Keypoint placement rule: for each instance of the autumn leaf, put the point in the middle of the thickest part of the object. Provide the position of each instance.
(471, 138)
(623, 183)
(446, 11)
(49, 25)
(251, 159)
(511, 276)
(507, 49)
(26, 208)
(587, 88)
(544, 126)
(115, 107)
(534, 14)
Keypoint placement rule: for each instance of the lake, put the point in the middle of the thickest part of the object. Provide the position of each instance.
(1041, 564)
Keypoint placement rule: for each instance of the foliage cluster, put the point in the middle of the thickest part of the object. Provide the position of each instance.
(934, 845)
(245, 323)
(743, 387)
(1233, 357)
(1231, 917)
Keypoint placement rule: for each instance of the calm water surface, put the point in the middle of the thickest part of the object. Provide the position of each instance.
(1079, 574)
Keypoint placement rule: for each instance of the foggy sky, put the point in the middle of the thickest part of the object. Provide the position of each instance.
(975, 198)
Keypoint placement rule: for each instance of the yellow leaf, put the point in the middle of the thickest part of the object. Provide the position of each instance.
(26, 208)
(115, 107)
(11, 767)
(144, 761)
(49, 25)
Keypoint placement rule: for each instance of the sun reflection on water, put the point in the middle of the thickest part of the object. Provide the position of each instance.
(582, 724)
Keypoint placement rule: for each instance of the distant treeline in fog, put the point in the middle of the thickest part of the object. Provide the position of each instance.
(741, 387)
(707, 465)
################
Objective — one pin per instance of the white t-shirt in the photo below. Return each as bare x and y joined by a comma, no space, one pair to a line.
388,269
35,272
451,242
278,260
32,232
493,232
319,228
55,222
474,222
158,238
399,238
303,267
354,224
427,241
################
* **WHAT YOU NEED TO DO**
Return every line of the entries that contains the word "leaf", matching case exactly.

* **SOLUTION TO THIS TASK**
Keypoint placement rule: for each instance of the autumn leaf, put the point in the middle of the thickest part of the object. Provide the position of each instance.
Keypoint placement rule: for each instance of the yellow leaf, put the point in the middle of the thickest part of the object. Provide the position of each instance.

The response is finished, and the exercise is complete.